TASK: The data below is to be copied exactly, line by line.

RECORD EXTRACTS:
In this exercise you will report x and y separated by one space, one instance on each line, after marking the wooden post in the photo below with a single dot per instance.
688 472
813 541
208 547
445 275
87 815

SOLUTION TO THIS EXERCISE:
In this exercise you will report x and y separated by one space, one instance on each line, after marking the wooden post in the photo below with a single dot per instance.
688 472
813 541
208 547
445 275
87 815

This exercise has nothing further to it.